■ Requirement 1
Retype the part of the Linked Data course page starting at "- [Pieter Heyvaert](https://pieterheyvaert.com/#me)" and ending at "nodes, blank nodes.".
■ Requirement 2
In one to three sentences, explain how much participants need to know about JSON-LD, according to the competences listed on the Linked Data course page.
■ Requirement 3
Write what comes next on the Linked Data course page, starting after its last line.

■ Text provided
━━━
# VAIA/UGain Linked Data and Solid: day 1
An introduction to the world of Linked Data: fostering semantic interoperability
## Agenda
Your hosts for today:
- [Pieter Colpaert](https://pietercolpaert.be/#me)
- [Pieter Heyvaert](https://pieterheyvaert.com/#me)
| Time | Title | By |
| -------- | -------- | -------- |
| 17:30 | Welcoming everyone at Technologiepark and networking over sandwich dinner | |
| 18:30 | First theory class: an introduction to Linked Data (recorded and livestreamed) | Pieter Colpaert |
| 19:30 | First exercises: creating your first bit of Linked Data | Pieter Heyaert |
| 20:30 | Networking drink (not recorded) | |
## Exercises
See Ufora: open the ZIP file
Description:
## Competences
Check out the recording of the lecture. You must be able to:
* Explain the difference between N-Triples, Turtle, TriG and N-Quads
* Explain RDF triples, named nodes, blank nodes.
* Read and write Turtle notation
* Read and write JSON-LD (knowing the functionality from the slides is sufficient)
━━━
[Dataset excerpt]

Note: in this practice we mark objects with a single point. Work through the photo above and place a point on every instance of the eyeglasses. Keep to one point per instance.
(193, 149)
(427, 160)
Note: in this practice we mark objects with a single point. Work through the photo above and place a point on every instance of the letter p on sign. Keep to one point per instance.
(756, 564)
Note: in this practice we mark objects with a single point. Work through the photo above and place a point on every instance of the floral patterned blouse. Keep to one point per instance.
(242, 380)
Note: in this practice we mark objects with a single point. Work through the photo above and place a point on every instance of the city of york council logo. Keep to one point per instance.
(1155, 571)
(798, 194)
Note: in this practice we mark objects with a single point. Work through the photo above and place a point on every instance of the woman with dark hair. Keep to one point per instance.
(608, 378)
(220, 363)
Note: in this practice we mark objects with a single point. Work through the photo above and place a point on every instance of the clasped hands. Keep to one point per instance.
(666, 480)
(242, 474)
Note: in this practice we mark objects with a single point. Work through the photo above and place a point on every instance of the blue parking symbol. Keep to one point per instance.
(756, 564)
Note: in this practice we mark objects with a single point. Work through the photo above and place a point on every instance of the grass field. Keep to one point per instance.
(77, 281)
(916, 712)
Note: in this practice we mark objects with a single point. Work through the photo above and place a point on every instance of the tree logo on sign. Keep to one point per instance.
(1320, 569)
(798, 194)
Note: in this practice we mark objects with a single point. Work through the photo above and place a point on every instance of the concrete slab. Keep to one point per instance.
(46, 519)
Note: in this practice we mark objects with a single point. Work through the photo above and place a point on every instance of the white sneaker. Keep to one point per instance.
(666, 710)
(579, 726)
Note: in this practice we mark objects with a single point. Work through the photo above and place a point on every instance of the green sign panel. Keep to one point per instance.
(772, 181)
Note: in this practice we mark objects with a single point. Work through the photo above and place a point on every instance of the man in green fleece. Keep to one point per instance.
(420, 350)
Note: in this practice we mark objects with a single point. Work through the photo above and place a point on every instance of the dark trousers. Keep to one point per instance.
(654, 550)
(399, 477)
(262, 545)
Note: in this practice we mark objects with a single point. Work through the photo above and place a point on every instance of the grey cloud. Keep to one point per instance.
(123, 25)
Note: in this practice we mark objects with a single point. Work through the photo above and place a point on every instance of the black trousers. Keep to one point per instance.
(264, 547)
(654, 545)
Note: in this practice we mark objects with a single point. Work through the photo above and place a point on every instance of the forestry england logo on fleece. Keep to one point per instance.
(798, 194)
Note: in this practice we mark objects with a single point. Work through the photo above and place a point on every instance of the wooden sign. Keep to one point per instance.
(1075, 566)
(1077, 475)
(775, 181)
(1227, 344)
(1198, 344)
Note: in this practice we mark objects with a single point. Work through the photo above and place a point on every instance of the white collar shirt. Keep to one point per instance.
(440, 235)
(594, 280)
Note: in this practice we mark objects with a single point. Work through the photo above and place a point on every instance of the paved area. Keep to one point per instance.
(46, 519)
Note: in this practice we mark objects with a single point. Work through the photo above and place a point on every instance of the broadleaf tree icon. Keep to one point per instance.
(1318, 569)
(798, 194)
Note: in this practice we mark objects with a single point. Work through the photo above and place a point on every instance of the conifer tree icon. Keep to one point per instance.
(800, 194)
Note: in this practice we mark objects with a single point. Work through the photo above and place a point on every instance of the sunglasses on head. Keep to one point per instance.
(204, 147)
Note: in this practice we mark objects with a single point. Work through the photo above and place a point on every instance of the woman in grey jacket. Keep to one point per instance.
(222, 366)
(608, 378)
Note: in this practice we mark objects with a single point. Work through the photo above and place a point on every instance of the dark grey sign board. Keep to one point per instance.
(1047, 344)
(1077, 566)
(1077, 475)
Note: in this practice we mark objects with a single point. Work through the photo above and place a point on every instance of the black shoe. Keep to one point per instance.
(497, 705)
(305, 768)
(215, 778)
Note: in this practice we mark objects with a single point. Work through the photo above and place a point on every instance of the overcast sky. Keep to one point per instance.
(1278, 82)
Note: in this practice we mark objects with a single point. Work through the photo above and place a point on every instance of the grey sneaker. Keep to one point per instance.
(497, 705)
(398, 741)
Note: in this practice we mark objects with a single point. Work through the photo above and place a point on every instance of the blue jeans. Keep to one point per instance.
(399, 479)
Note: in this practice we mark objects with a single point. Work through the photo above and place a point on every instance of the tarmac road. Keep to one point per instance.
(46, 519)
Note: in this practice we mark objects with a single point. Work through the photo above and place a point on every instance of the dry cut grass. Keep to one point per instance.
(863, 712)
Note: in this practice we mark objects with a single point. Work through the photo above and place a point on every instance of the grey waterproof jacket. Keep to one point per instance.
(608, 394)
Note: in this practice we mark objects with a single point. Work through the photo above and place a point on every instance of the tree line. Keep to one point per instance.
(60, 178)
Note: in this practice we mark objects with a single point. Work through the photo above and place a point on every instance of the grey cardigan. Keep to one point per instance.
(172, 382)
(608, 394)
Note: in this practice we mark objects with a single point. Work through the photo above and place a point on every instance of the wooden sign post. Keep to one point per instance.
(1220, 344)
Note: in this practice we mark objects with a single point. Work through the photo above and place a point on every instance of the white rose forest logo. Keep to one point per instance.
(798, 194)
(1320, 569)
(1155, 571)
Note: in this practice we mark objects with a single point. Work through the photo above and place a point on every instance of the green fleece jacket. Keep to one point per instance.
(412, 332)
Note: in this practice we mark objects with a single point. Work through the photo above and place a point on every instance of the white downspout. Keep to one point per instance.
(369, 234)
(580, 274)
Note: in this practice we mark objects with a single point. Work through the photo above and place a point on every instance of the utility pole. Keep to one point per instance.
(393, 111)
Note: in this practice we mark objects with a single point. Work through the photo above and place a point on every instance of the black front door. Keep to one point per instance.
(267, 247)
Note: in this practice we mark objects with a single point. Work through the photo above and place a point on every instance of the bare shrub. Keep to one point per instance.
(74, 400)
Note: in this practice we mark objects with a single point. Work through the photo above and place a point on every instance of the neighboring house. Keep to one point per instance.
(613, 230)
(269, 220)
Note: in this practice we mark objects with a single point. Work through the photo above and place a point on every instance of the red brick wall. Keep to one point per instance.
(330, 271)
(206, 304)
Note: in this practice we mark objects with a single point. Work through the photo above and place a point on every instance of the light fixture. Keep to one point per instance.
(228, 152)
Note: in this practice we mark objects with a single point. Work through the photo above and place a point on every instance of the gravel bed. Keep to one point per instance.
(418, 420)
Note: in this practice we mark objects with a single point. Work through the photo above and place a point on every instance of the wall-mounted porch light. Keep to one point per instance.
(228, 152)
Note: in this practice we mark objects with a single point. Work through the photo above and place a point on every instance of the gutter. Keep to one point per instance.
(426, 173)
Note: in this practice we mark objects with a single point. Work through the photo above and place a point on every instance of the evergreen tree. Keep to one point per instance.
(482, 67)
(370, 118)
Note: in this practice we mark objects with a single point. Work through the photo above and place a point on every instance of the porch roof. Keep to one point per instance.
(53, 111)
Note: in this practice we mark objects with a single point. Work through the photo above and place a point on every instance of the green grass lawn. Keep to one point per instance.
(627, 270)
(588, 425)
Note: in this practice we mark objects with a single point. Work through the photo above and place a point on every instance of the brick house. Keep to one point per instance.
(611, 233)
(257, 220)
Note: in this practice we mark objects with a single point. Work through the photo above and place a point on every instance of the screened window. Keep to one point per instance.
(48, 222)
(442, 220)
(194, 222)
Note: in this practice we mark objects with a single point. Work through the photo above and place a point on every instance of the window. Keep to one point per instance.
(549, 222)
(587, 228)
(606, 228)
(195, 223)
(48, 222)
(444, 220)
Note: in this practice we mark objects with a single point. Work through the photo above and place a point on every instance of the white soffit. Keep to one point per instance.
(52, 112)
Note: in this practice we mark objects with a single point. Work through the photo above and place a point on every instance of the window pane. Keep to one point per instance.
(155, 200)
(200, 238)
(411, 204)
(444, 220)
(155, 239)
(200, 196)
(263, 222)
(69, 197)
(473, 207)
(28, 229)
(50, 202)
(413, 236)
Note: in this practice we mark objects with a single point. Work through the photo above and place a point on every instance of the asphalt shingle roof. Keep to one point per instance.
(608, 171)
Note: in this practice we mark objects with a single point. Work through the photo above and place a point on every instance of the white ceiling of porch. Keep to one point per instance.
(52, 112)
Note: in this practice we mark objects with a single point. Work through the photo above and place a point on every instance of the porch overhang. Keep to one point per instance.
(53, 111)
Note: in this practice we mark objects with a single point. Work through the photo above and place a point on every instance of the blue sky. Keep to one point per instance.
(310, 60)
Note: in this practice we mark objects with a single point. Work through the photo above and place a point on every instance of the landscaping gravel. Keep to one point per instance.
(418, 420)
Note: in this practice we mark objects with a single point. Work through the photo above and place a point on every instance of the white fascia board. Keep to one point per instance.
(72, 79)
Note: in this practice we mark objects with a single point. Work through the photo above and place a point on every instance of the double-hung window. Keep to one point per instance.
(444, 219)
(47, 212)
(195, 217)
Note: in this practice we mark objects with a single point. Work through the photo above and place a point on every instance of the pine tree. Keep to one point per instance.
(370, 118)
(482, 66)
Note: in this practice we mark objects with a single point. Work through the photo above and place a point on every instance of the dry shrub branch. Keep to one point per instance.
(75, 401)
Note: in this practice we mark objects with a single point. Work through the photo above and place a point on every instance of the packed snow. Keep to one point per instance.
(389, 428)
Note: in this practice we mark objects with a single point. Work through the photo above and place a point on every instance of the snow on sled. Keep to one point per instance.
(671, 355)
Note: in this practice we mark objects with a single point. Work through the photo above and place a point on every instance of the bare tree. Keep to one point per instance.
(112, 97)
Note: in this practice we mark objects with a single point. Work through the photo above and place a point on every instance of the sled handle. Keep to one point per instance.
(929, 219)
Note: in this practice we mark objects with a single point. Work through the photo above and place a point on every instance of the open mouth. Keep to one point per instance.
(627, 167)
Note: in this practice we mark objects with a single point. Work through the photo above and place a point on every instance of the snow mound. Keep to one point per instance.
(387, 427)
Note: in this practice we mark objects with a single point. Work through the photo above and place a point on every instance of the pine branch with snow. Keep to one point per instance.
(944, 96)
━━━
■ Exercise output 1
- [Pieter Heyvaert](https://pieterheyvaert.com/#me)
| Time | Title | By |
| -------- | -------- | -------- |
| 17:30 | Welcoming everyone at Technologiepark and networking over sandwich dinner | |
| 18:30 | First theory class: an introduction to Linked Data (recorded and livestreamed) | Pieter Colpaert |
| 19:30 | First exercises: creating your first bit of Linked Data | Pieter Heyaert |
| 20:30 | Networking drink (not recorded) | |
## Exercises
See Ufora: open the ZIP file
Description:
## Competences
Check out the recording of the lecture. You must be able to:
* Explain the difference between N-Triples, Turtle, TriG and N-Quads
* Explain RDF triples, named nodes, blank nodes.

■ Exercise output 2
Participants must be able to read and write JSON-LD. Knowing the functionality shown in the slides is sufficient.

■ Exercise output 3
* Be able to understand what triples are created when given an RDFa example
* Be able to curl
Slides: _TODO:Link_
Different people have different ways of learning. The text below also contains everything you need to know after today.
## Further reading
### URI dereferencing and disambiguation
The page identified by, or located at <https://stad.gent/nl/mobiliteit-openbare-werken/parkeren/parkings-gent/parking-sint-pietersplein> is not the same as the thing identified by <https://stad.gent/id/parking/P10>. The latter identifier points at the parking facility, not at a page about this parking lot. Nonetheless, if you dereference the parking lot’s identifier, you will be redirected to a page about it. In RDF documents, you can now do statements about both separately:
parking:P10 foaf:page <https://…sint-pietersplein> .
<https://…sint-pietersplein> foaf:primaryTopic parking:P10 .
Web trivia: this is a long-standing conundrum in Web engineering referred to as HTTPRange-14: https://en.wikipedia.org/wiki/HTTPRange-14
Two common solutions are used to make sure a real-world identifier can be disambiguated: a HTTP 303 redirect as in the example above, or by using hash-identifiers.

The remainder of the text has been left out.